» Exercise brief: Starting at the line with "Objective — for every instance of the potted topiary" in it, reproduce each line below through the last one, exactly, and include nothing else.

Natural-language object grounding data
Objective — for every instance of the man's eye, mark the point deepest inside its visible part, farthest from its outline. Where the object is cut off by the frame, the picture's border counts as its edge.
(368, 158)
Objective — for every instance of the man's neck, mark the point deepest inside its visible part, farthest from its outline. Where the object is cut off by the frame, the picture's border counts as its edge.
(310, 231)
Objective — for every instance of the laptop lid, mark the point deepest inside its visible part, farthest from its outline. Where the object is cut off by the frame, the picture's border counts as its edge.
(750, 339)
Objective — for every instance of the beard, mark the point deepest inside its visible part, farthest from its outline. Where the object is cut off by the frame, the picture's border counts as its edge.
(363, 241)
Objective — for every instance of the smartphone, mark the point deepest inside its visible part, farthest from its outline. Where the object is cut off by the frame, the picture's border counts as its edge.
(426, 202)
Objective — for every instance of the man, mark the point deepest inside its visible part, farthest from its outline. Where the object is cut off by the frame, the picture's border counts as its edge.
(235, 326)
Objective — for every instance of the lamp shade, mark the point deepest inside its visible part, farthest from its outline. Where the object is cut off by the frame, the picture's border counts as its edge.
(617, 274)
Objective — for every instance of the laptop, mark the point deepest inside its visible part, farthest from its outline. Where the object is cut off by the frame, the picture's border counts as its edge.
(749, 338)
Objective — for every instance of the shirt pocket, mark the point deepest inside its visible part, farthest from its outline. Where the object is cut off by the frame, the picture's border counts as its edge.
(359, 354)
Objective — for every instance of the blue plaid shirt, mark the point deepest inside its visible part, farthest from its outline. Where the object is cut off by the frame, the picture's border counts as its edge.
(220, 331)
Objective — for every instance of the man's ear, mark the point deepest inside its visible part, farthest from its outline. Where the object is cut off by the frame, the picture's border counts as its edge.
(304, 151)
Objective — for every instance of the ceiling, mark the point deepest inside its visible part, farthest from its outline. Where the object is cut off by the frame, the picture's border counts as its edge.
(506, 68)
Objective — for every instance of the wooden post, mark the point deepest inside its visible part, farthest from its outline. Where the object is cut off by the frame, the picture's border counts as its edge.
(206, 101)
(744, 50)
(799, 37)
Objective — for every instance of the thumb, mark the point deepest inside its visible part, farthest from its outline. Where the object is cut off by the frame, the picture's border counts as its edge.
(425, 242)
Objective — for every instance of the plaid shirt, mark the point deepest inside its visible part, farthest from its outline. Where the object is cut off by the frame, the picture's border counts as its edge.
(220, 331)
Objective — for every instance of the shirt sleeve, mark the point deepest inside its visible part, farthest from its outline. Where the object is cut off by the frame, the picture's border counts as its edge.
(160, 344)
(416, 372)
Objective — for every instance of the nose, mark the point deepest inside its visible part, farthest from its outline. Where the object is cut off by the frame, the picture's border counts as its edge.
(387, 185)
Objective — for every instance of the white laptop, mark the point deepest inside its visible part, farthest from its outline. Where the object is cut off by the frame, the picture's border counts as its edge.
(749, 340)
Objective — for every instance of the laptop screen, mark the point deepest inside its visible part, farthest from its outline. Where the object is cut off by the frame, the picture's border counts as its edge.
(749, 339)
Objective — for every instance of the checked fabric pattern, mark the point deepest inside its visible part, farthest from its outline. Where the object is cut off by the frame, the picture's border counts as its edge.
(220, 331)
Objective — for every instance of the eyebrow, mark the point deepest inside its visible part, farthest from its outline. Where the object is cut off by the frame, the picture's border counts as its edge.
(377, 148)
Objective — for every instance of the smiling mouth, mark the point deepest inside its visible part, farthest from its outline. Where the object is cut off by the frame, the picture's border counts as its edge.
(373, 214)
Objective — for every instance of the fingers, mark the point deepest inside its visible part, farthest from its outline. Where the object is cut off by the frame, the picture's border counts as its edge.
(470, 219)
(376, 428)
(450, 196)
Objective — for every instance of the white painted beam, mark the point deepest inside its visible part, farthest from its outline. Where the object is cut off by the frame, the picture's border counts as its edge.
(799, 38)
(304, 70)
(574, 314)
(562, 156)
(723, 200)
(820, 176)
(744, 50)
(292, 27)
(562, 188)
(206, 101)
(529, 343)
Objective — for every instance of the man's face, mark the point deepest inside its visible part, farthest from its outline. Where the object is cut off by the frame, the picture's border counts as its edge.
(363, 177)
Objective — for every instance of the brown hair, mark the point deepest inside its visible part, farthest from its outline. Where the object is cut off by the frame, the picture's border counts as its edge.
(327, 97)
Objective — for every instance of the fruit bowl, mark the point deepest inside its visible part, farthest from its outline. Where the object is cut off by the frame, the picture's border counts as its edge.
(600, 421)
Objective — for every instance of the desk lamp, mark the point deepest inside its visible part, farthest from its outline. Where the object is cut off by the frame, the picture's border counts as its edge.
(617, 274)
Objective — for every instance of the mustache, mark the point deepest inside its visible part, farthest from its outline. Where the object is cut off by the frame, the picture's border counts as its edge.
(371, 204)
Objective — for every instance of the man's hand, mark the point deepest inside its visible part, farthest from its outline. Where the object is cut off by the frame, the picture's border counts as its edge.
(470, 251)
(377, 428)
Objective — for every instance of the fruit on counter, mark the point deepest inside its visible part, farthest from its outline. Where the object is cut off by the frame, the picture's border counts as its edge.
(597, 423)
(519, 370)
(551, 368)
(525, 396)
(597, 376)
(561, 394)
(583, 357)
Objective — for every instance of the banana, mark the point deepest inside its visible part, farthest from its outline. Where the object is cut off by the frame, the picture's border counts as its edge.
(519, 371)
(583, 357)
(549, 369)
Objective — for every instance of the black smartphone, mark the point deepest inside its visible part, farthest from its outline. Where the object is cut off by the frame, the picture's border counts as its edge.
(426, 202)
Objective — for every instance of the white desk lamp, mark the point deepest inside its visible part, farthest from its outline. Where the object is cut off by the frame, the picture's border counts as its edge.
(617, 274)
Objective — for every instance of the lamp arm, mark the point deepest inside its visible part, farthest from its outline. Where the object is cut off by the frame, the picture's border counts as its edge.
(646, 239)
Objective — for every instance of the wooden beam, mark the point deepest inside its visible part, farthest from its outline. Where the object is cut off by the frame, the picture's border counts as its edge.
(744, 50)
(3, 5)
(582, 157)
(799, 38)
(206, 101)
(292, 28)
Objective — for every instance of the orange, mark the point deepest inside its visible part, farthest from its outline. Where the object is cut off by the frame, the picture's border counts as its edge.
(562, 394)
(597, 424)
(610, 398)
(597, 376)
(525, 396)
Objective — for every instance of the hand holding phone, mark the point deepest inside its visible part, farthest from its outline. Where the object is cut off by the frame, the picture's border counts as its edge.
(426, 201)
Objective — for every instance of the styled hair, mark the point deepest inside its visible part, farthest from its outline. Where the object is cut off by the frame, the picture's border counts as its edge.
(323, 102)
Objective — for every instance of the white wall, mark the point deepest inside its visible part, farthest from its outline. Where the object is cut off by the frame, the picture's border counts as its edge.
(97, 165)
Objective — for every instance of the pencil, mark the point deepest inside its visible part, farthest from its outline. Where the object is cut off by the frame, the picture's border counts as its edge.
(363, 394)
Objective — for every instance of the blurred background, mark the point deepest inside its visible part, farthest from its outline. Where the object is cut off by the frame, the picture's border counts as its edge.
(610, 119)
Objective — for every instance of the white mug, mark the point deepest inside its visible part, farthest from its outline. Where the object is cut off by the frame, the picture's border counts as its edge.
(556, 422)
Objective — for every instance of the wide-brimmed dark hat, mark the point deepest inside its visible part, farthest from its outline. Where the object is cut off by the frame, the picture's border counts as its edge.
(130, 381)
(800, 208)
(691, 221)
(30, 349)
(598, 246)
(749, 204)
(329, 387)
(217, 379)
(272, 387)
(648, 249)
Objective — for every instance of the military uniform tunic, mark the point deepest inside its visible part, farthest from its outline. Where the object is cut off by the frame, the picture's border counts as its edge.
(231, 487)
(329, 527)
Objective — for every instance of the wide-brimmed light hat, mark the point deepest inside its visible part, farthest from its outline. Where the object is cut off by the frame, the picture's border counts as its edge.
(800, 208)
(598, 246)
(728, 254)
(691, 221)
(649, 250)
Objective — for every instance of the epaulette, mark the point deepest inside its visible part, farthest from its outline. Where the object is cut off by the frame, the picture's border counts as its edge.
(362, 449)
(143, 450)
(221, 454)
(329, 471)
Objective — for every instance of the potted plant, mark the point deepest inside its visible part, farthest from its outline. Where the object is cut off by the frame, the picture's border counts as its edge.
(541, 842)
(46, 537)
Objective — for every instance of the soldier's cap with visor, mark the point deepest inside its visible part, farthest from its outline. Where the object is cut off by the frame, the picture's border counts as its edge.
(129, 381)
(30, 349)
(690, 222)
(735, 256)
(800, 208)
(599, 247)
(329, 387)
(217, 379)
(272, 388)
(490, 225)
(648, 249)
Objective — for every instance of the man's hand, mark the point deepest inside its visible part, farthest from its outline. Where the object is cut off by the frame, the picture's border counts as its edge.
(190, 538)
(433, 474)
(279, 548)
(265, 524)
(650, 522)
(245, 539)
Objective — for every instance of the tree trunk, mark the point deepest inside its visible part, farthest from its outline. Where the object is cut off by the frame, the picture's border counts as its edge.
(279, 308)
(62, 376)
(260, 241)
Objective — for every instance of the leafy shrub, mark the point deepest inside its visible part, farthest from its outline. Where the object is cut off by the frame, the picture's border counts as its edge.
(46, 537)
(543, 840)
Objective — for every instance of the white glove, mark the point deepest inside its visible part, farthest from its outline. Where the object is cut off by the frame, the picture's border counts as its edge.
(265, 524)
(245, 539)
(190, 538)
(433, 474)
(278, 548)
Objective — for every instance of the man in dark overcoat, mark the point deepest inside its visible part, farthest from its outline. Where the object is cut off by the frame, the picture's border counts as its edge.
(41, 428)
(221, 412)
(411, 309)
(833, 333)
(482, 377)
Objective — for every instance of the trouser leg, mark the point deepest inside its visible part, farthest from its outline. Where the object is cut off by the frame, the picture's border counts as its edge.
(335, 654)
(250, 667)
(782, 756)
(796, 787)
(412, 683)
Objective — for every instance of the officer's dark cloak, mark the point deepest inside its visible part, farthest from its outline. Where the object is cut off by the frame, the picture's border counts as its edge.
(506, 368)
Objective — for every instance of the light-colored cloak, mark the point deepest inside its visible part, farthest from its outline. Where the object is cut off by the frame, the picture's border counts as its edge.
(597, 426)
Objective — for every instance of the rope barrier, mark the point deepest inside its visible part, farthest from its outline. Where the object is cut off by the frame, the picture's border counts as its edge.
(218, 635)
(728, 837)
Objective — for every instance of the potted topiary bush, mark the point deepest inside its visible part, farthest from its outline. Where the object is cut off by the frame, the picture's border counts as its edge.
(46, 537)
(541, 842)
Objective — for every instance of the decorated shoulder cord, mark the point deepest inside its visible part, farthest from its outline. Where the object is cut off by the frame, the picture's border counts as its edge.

» Answer to this task:
Objective — for every instance of the potted topiary bush, mark the point deepest inside its visible part, farthest from its outline. Where the object is cut off by the frame, the picture's border counts as its edge.
(46, 537)
(541, 842)
Objective — for every instance of the decorated shoulder cord, mark the point deepest inside its visible part, farthest from its outline. Where the object is cut off by the frame, the picture's border counts as its edge.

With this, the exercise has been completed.